_DOCUMENT SECTION:_
----

TERMINATION AND RELEASE AGREEMENT
THIS TERMINATION AGREEMENT ("Agreement") is dated and effective this
7th day of April, 2006 ("Effective Date") by and between Xxxxx Xxxxxxxx
("Xxxxxxxx") and Liberty Diversified Holdings, Inc., a California
corporation ("Liberty"). Liberty and Xxxxxxxx shall sometimes be referred
to individually as the "Party" and collectively as the "Parties."
RECITALS
A. Liberty and Xxxxxxxx, as purchaser and seller respectively, have
engaged in a series of transactions for the purchase and sale of Peaceful
Feet, Inc., a Georgia corporation, pursuant to a written purchase agreement
and securities purchase agreement, each dated and effective as of August
30th 2005 ("Purchase Agreements").
B. Neither of the Parties has performed pursuant to the Purchase
Agreements.
C. The Parties desire to cancel and rescind the Purchase Agreements,
terminate their business relationship, and extinguish any and all
obligations each Party has in relation to the other Party.

----

_TASK DESCRIPTION:_ In the termination agreement, condense the recital beginning "A. Liberty and Xxxxxxxx, as purchaser and seller" into one shorter sentence that keeps its main facts.

_INFORMATION GIVEN:_
----

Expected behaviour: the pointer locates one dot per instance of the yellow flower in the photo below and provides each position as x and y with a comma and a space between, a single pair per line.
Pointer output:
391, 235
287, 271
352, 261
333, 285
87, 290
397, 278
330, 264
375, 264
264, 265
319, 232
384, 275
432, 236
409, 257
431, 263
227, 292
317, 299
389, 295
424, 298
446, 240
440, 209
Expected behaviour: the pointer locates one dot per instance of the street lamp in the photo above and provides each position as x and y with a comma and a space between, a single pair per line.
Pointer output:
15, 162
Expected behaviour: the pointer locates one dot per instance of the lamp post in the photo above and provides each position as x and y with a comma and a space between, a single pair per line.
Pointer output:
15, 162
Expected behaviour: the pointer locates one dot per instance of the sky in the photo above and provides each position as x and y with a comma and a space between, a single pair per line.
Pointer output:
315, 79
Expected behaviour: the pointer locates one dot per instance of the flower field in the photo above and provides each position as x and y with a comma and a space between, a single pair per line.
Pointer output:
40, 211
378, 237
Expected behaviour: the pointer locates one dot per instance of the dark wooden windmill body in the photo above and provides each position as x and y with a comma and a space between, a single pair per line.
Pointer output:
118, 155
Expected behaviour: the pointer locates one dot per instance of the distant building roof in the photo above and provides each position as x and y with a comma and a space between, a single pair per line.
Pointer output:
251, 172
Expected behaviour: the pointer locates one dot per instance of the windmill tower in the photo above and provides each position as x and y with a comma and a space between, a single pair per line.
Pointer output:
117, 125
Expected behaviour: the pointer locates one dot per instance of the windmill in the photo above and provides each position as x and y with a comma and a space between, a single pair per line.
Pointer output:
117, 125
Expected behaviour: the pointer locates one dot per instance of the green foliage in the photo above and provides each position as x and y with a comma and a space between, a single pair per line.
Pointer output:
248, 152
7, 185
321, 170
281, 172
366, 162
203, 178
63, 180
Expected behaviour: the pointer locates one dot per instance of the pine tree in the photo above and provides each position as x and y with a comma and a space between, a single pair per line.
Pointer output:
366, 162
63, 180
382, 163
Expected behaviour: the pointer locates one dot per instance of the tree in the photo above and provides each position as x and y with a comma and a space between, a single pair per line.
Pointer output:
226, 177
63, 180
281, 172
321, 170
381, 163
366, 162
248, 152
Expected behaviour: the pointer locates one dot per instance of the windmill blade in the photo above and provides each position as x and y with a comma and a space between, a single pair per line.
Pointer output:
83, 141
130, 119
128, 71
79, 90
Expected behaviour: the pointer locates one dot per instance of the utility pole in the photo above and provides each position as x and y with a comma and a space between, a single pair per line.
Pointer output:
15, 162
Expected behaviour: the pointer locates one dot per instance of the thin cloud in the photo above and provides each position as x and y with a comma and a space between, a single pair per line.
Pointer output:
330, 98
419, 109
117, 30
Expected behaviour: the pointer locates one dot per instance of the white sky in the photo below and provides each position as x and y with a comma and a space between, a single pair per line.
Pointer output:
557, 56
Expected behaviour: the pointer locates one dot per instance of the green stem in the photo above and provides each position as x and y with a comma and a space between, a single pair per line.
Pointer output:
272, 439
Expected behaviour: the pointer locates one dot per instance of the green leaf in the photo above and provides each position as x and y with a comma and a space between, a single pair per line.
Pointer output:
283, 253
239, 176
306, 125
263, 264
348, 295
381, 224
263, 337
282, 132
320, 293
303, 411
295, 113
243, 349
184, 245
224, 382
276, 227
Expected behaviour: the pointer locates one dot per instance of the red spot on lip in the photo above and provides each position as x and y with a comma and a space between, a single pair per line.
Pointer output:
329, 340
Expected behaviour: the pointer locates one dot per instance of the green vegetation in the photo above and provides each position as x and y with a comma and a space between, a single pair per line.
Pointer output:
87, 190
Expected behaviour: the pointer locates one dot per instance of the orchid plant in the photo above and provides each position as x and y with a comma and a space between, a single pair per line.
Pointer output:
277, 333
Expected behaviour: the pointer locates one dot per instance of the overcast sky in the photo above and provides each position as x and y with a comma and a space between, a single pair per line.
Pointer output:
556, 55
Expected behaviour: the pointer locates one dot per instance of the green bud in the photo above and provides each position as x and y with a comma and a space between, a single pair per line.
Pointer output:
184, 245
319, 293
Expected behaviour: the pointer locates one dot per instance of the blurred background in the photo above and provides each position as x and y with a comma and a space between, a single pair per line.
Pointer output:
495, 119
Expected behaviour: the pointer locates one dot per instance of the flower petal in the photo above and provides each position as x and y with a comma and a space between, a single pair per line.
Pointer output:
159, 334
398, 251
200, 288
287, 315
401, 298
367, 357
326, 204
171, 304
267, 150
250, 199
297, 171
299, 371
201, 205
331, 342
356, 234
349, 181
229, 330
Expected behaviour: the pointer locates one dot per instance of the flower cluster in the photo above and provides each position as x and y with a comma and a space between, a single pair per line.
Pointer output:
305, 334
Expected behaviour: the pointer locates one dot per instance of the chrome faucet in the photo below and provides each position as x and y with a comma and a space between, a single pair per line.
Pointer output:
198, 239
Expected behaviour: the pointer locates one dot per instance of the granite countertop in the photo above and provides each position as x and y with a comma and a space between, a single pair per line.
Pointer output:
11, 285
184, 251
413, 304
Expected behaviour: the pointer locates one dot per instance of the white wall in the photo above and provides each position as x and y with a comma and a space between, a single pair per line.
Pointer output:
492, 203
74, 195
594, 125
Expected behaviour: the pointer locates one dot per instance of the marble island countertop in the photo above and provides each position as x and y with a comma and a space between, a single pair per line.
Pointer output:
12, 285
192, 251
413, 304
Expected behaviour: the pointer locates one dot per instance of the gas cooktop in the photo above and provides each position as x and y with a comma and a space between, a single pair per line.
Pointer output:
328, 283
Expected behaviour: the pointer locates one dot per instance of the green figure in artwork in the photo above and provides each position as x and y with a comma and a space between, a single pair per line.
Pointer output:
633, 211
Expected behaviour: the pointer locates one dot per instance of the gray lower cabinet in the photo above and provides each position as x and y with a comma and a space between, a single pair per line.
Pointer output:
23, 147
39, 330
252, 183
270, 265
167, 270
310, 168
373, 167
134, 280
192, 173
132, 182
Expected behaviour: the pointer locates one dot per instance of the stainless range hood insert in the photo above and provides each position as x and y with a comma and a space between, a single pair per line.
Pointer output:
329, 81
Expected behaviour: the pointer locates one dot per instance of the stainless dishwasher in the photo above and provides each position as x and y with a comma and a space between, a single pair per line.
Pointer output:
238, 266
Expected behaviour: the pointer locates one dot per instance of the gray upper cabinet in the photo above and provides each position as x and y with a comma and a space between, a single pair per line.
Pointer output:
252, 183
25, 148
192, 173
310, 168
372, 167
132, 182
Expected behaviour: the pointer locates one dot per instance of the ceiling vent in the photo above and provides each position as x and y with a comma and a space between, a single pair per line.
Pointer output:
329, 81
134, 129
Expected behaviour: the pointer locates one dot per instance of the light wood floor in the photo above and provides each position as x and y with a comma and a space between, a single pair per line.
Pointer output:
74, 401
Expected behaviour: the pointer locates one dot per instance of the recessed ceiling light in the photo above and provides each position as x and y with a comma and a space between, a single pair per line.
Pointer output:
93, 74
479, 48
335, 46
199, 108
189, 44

----

_THE RESULT:_ Liberty (purchaser) and Xxxxxxxx (seller) entered into transactions for the sale of Peaceful Feet, Inc., a Georgia corporation, under a purchase agreement and a securities purchase agreement, both effective August 30, 2005 (the "Purchase Agreements").